§ **Text excerpt**
— Start —

George Santos announces he won’t seek reelection following damning Ethics Committee report

Republican Rep. George Santos announced he will not seek reelection to the House next year, following the Ethics Committee’s release of a long-awaited report on Thursday, which concluded that there is “substantial evidence” that the New York congressman used campaign funds for personal purposes.

The committee said it uncovered additional “uncharged and unlawful conduct” by Santos that go beyond the criminal allegations already pending against him, and would immediately refer the allegations to the Justice Department for further investigation.

Santos engaged in “knowing and willful violations” with regard to financial disclosure statements filed with the House, according to the panel, and “knowingly caused his campaign committee to file false or incomplete reports with the Federal Election Commission.”

The committee concluded that Santos “sought to fraudulently exploit every aspect of his House candidacy for his own personal financial profit.”

Following the release of the report, Santos announced that he will not seek reelection, though he remained defiant and denounced the investigation, calling it a “biased report.”

“It is a disgusting politicized smear that shows the depths of how low our federal government has sunk. Everyone who participated in this grave miscarriage of Justice should all be ashamed of themselves,” Santos wrote on X. He went on to say, “I will however NOT be seeking re-election for a second term in 2024 as my family deserves better than to be under the gun from the press all the time.”

— End —

§ **Record extracts**
— Start —

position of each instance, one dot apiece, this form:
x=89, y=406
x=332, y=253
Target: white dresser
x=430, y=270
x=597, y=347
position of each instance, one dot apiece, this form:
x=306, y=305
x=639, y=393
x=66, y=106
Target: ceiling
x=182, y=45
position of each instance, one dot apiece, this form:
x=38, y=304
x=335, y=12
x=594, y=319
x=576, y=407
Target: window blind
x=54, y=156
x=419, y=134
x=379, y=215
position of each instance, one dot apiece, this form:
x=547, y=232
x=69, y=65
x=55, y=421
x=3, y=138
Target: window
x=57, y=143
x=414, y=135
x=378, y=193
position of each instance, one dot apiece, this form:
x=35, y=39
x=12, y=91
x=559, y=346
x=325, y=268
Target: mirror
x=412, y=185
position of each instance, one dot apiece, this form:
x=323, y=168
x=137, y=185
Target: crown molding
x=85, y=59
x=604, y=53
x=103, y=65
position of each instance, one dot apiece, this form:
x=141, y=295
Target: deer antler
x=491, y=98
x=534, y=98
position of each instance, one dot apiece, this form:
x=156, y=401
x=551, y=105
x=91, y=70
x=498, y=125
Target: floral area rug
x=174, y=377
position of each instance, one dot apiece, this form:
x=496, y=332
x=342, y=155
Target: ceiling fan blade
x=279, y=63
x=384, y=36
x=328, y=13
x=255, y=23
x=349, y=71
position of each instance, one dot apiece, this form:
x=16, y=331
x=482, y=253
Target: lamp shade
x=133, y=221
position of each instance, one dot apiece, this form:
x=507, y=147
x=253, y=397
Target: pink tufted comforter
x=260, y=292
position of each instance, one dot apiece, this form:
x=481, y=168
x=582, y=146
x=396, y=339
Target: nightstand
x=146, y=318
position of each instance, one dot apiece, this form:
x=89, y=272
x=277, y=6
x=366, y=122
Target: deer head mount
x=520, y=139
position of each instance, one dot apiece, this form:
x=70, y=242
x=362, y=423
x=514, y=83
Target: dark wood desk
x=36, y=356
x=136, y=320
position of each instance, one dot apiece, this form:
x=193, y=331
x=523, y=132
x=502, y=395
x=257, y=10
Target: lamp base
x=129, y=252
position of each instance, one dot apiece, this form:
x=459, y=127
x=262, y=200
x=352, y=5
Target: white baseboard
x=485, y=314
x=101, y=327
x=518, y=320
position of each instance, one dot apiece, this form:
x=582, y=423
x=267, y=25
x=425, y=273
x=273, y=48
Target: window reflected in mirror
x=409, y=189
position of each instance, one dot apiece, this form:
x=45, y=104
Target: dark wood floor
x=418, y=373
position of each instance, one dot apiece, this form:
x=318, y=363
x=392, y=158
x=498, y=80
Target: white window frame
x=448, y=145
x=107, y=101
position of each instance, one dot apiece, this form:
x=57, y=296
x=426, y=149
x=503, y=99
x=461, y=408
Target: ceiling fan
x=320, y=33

— End —
— Start —

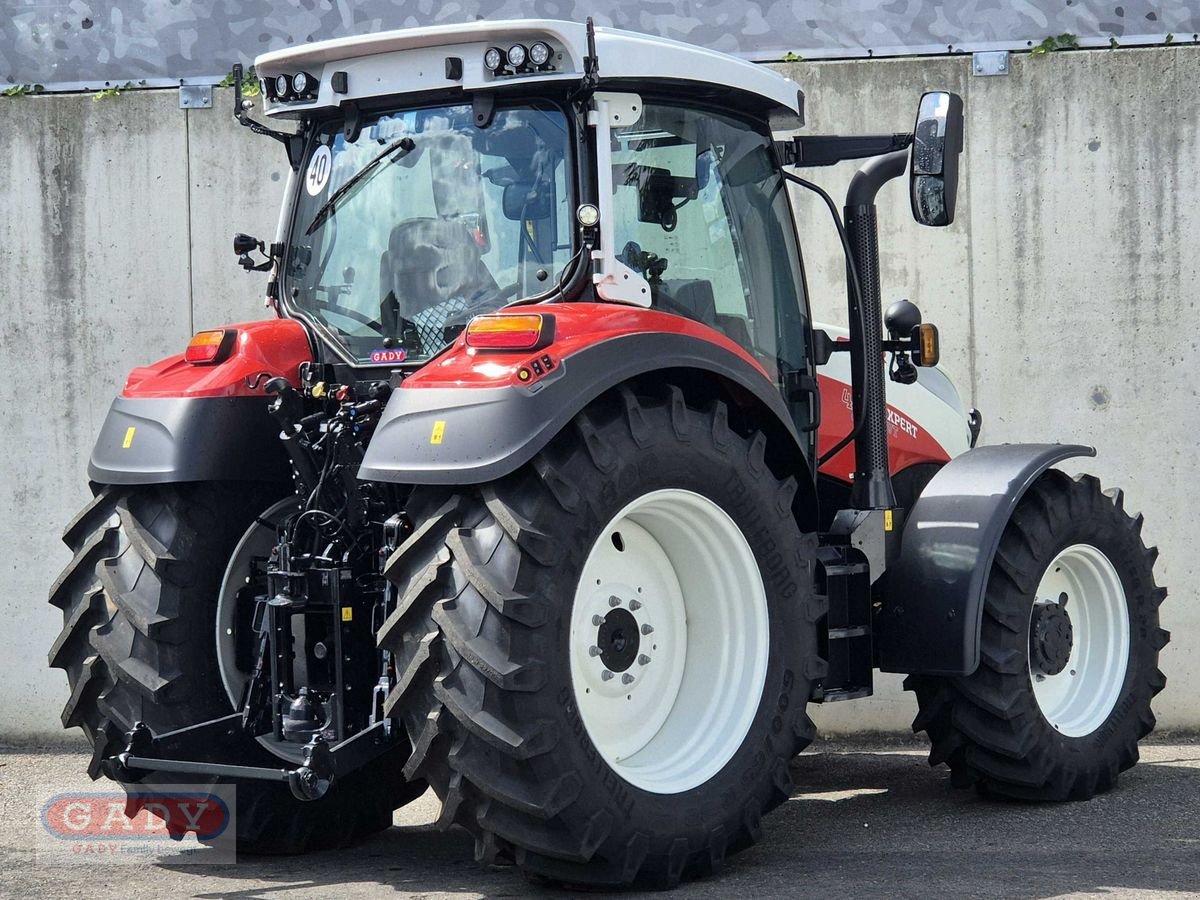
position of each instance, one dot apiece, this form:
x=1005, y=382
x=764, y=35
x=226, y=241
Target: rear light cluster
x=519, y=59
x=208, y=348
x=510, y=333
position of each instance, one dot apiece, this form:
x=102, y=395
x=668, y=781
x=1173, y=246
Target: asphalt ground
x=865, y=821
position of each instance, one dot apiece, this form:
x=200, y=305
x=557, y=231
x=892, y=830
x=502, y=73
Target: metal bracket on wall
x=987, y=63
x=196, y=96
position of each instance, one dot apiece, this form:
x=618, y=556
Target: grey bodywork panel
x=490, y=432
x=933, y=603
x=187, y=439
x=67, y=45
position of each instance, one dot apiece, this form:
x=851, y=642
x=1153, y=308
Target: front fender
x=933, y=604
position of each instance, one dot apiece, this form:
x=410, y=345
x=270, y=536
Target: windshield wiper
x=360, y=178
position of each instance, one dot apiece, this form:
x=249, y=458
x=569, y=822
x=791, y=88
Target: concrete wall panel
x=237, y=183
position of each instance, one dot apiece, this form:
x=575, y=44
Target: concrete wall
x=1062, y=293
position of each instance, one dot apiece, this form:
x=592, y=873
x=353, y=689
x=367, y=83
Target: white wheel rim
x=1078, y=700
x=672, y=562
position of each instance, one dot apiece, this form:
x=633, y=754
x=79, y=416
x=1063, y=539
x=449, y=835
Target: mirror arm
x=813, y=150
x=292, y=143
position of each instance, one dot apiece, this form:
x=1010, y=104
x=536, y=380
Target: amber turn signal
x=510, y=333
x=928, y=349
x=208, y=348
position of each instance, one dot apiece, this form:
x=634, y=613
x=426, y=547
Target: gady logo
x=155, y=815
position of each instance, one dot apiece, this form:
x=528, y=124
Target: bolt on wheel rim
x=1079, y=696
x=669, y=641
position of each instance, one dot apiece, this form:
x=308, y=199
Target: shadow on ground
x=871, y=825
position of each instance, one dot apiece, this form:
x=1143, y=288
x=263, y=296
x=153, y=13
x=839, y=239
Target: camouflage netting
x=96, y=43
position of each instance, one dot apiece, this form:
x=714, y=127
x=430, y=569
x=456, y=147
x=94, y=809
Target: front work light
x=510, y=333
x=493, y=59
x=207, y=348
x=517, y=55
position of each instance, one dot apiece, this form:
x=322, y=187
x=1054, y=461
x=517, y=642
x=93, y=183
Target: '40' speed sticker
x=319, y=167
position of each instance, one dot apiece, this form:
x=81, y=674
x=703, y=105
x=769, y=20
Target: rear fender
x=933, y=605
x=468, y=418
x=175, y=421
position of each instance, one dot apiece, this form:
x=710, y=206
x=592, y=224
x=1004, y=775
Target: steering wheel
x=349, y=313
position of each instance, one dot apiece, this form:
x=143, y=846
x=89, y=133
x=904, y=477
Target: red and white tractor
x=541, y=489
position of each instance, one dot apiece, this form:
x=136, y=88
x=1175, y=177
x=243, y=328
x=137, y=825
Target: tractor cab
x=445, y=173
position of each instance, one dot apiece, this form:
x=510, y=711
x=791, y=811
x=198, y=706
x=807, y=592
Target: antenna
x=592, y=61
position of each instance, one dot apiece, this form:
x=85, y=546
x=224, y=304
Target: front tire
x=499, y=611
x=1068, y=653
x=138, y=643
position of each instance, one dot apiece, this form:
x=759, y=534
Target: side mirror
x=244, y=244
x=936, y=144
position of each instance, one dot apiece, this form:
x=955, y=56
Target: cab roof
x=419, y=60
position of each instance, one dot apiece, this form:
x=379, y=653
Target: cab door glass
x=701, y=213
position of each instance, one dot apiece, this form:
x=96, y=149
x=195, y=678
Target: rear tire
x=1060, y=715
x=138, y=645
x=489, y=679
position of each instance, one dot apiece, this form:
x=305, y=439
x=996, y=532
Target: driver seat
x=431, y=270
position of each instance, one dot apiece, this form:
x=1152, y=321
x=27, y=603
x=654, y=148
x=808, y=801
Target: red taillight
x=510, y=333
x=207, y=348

— End —
— Start —

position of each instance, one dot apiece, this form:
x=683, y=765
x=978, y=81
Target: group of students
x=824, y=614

— End —

§ **Short problem**
Can you write what comes next in the news article on George Santos's decision not to seek reelection, starting right after its final paragraph?

§ **Result of the exercise**
The New York Republican later said that he will hold a press conference outside the Capitol on November 30 — the week Congress returns from Thanksgiving recess, and likely after the House votes on whether to expel him. Expulsion is exceedingly rare and requires the high bar of a two-thirds majority vote in the House to succeed. While a resolution to expel Santos failed earlier this month despite garnering some Republican votes, proponents have said they believe the report will be enough to convince more members to support the effort.

“Running for office was never a dream or goal, but when the opportunity to do so came I felt the time to serve my country was now,” Santos said in post on X Thursday evening. “Looking back today I know one thing, politics is indeed dirty, dirty from the very bottom up.”

The panel said that the conduct of the congressman merits “public condemnation, is beneath the dignity of the office, and has brought severe discredit upon the House.”

The panel also said Santos “did not fully cooperate” with the investigation.

Santos declined a voluntary interview and also did not submit a written response to the allegations from the Ethics panel.

But the committee decided against issuing a subpoena to Santos because of his likelihood to invoke his Fifth Amendment right and that his testimony “would have low evidentiary value given his admitted practice of embellishment.”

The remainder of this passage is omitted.